## Work required
Can you output the records below exactly as they are written?

## Entries
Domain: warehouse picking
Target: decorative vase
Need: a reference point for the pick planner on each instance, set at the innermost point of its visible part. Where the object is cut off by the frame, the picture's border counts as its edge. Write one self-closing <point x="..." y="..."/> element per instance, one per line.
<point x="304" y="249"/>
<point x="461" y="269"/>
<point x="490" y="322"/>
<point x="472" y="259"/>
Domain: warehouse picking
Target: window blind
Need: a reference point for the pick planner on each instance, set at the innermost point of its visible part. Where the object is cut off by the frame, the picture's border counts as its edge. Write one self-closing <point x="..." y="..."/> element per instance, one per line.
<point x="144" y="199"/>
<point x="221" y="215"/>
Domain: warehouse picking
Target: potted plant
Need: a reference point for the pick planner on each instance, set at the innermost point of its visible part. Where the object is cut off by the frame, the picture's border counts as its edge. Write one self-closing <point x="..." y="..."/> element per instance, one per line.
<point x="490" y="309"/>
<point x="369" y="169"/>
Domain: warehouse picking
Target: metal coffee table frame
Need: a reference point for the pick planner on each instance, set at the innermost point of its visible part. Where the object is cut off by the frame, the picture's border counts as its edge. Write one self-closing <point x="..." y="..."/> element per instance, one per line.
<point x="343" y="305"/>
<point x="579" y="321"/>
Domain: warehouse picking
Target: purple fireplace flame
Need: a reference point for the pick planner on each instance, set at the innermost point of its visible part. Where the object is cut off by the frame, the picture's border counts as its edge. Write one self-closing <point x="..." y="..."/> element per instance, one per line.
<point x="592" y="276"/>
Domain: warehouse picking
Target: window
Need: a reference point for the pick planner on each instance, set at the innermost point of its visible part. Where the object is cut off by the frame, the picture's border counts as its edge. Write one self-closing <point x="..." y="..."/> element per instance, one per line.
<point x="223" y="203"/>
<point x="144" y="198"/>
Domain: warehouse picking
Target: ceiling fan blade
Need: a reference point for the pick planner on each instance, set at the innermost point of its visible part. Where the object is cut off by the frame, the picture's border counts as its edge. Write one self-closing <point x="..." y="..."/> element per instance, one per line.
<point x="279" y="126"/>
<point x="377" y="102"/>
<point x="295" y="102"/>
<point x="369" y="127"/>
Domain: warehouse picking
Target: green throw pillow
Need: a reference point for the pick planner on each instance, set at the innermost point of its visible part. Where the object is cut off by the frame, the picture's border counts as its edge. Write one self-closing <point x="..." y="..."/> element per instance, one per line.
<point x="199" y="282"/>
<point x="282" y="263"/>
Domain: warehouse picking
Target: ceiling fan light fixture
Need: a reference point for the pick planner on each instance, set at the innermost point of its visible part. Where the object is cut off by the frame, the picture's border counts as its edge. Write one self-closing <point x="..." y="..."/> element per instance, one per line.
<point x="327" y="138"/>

## Output of the task
Domain: warehouse picking
Target: decorative vase
Need: a reference point for the pick planner on each instance, set at the innermost point of its visible part. Where the object is cut off by the frame, the picture's border counts as its edge. Write one self-closing <point x="..." y="..."/> element per instance, one per line.
<point x="304" y="249"/>
<point x="461" y="269"/>
<point x="490" y="322"/>
<point x="472" y="259"/>
Domain: warehouse picking
Target: window blind
Need: a reference point for the pick planner on each instance, set at the innermost point of its visible part. Where the object is cut off by the frame, the picture's border counts as its edge. Write one self-closing <point x="..." y="..."/> element per instance, one per line.
<point x="144" y="199"/>
<point x="221" y="215"/>
Domain: warehouse picking
Target: potted plant
Need: a reference point for the pick planner on each instance, set at the innermost point of its visible part. Where the object is cut off by the frame, the picture's border counts as its edge. Write one self-closing <point x="..." y="..."/> element per instance, one per line.
<point x="490" y="309"/>
<point x="369" y="169"/>
Domain: warehouse picking
Target: metal coffee table frame
Need: a reference point for the pick planner on each instance, set at the innermost point of its visible part. Where the object is cut off by the frame, the picture's border counts as its edge. Write one self-closing <point x="..." y="..."/> element per instance, one per line.
<point x="343" y="305"/>
<point x="579" y="321"/>
Domain: warehouse picking
Target: purple fireplace flame
Need: a reference point for the pick planner on each instance, set at the innermost point of its visible part. Where the object is cut off by the frame, the picture's border counts as its edge. Write one self-closing <point x="..." y="..."/> element per instance, one per line.
<point x="592" y="276"/>
Domain: warehouse picking
Target: window
Need: a reference point for the pick planner on each instance, set at the innermost point of its visible part. Where the object is cut off by the frame, the picture's border counts as its edge. Write one self-closing <point x="..." y="..."/> element per instance, one per line.
<point x="223" y="203"/>
<point x="144" y="198"/>
Domain: warehouse picking
Target: ceiling fan blade
Need: a reference point for the pick planner on each instance, set at the innermost point of its visible part. Where the object is cut off by the frame, the picture's border counts as its edge. Write one self-closing <point x="..." y="..."/> element per instance, one per line.
<point x="279" y="126"/>
<point x="377" y="102"/>
<point x="295" y="102"/>
<point x="369" y="127"/>
Domain: warehouse picking
Target: green throw pillow
Need: a reference point for the pick planner on each instance, set at the innermost point of its visible part. Where the object is cut off by the frame, the picture's border counts as its edge. Write one self-closing <point x="..." y="..."/> element per instance, one per line.
<point x="199" y="282"/>
<point x="282" y="263"/>
Domain: warehouse picking
Target: ceiling fan light fixture
Need: a reference point for the pick planner on each instance, set at the innermost point of its visible part. Where the object is cut off by the frame, the picture's border counts as its edge. Write one self-closing <point x="..." y="..."/> element per instance, one per line.
<point x="327" y="138"/>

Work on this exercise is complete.